Available data

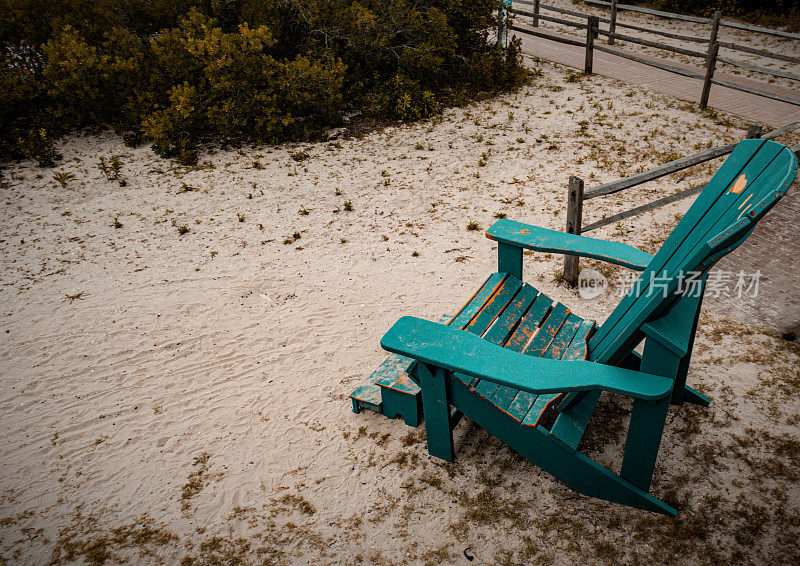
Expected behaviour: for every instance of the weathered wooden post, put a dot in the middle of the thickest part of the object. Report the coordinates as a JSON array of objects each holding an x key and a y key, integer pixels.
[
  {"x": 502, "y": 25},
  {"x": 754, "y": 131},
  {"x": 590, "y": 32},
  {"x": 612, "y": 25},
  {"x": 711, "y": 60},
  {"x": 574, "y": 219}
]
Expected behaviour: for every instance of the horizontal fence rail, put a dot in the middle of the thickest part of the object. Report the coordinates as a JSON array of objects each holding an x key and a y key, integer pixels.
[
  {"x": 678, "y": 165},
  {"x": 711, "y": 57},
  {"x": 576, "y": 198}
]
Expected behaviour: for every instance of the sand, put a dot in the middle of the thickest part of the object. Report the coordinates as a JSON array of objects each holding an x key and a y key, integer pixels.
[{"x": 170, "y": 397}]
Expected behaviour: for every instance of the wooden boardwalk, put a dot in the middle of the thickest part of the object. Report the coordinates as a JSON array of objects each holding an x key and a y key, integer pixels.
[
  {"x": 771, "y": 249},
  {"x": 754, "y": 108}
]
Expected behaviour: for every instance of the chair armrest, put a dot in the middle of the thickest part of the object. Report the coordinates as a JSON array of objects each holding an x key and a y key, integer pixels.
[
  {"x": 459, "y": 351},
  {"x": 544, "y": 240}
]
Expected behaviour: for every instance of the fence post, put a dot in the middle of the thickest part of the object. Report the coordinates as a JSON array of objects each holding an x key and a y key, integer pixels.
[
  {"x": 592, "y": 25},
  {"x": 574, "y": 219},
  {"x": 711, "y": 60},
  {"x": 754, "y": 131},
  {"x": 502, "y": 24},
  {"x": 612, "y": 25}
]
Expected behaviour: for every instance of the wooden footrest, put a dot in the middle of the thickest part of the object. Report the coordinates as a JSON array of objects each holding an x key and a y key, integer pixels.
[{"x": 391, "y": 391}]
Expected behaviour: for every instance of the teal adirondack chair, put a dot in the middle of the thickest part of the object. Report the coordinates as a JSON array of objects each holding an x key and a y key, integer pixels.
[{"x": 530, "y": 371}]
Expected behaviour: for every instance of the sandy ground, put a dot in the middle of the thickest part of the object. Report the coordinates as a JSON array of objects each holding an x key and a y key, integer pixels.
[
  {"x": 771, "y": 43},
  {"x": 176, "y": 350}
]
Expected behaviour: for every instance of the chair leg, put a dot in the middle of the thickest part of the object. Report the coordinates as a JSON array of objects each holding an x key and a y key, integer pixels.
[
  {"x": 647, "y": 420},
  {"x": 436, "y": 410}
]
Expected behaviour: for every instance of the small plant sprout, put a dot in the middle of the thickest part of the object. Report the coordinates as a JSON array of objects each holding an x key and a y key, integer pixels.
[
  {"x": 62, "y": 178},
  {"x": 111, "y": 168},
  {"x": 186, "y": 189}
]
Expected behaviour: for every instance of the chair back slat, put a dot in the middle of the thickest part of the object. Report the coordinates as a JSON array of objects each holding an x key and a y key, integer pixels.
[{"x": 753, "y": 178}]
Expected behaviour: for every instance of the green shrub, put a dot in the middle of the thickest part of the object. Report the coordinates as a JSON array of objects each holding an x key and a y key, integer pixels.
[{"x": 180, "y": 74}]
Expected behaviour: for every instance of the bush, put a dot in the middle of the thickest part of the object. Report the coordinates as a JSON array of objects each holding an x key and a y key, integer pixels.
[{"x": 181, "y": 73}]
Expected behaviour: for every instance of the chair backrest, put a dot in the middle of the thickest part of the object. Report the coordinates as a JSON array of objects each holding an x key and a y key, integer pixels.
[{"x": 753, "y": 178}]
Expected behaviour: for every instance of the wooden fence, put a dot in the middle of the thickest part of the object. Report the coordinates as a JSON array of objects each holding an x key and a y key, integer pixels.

Task item
Leaving the pictures aside, repeat the data above exactly.

Expected answer
Expected behaviour: for every instance of the weathered wooden post, put a dot in the middle of the thickest part of the object. Report the coordinates as a JSON array of objects each holding an x key and a y key, integer pixels.
[
  {"x": 502, "y": 25},
  {"x": 754, "y": 131},
  {"x": 590, "y": 32},
  {"x": 612, "y": 25},
  {"x": 711, "y": 60},
  {"x": 574, "y": 219}
]
Expected behaviour: for every instance of the horizontal fence rail, put a dot in the middle of the thickest part of the object. Report the coordinates as a JSON array of objects each holding an x key and a y key, integer pixels.
[
  {"x": 678, "y": 165},
  {"x": 711, "y": 57},
  {"x": 576, "y": 198}
]
Expected behaviour: for every instance of the sand, put a dot in the middle of the thickest part of the object. Report the coordinates as a JSON array of objects each holding an x key and a y key, integer pixels.
[{"x": 170, "y": 397}]
Expected behaviour: for every instance of the wooden boardwalk, put a dot in the middle of the thickest part of the object. Report the coordinates as a JSON array of objects each holding an x key and a y key, integer pixels.
[
  {"x": 771, "y": 249},
  {"x": 754, "y": 108}
]
Expected behaviour: for every instance of the chair armrest, put a dot in the middle of the thickest part of the object. Report the coordinates as a JSON array of objects each holding an x key and a y key, integer pixels.
[
  {"x": 459, "y": 351},
  {"x": 544, "y": 240}
]
Expected behaviour: for every instance of the fence post, put a dot in the middle of the thickest part of the object. Report the coordinates as a JSON array of objects each holding an x key and a y key, integer pixels.
[
  {"x": 592, "y": 25},
  {"x": 574, "y": 219},
  {"x": 711, "y": 60},
  {"x": 754, "y": 131},
  {"x": 502, "y": 24},
  {"x": 612, "y": 25}
]
Expected behaviour: for every instance of the wooden footrest, put a dot in the middle of the thickest part of the object. Report the coordinates as a JSON array of objects each holding an x key and a y key, integer pixels.
[{"x": 391, "y": 391}]
Expected behaviour: for every instance of the teal adirondack chair, put a dot in the middle of the thickest part of the object. Report the coordinates as a JSON array of objects each holding an x key and a y key, integer pixels.
[{"x": 530, "y": 371}]
Expected behaviour: for every instance of the sandy ground, put a dot in the middle of the thickest part of the object. Report the coordinates as a JSON array of objects each holding an x key and a y key, integer pixels.
[
  {"x": 771, "y": 43},
  {"x": 176, "y": 350}
]
Expected behaviour: for every instance of the chair leg, put a dot in the middle of the thickest part of the object. Report the coordinates as a JSON array of objects each holding an x key and a y key, integer pixels.
[
  {"x": 647, "y": 420},
  {"x": 436, "y": 410}
]
Expected behaviour: for every instance of the small plant sprout, put a dot in the middle of the thickest part of the object. Report the coordinates as a JSON array of objects each holding an x key and a y key, integer pixels.
[
  {"x": 62, "y": 178},
  {"x": 111, "y": 168},
  {"x": 186, "y": 189}
]
Expected behaviour: for every instance of the chair back slat, put a dot in the middle of the thickest part of the object. Report the coordinates as a JSON array of objects each holding an x key and a y key, integer pixels.
[{"x": 753, "y": 178}]
Expected behaviour: for every instance of the green shrub, put a dot in the middle of the thickest part of the object. Report the coordinates as a JSON array of objects each holding an x key and a y key, integer pixels.
[{"x": 180, "y": 74}]
Expected behaviour: for every instance of the bush, put a dot in the middle of the thickest part of the object. Report the coordinates as a JSON array of objects each holding an x key and a y key, integer pixels.
[{"x": 181, "y": 73}]
Expected behaviour: for every instance of the chair backrest, put a dot in the middle of the thickest part of the object. Report the coordinates as a JSON array of objects each holding an x key and a y key, integer pixels.
[{"x": 753, "y": 178}]
Expected behaviour: for every instance of the wooden fence, put a dot in the middle of the thickest part of the object. Report the coordinates as a JSON array of objects each holding an x key and a y key, integer pixels.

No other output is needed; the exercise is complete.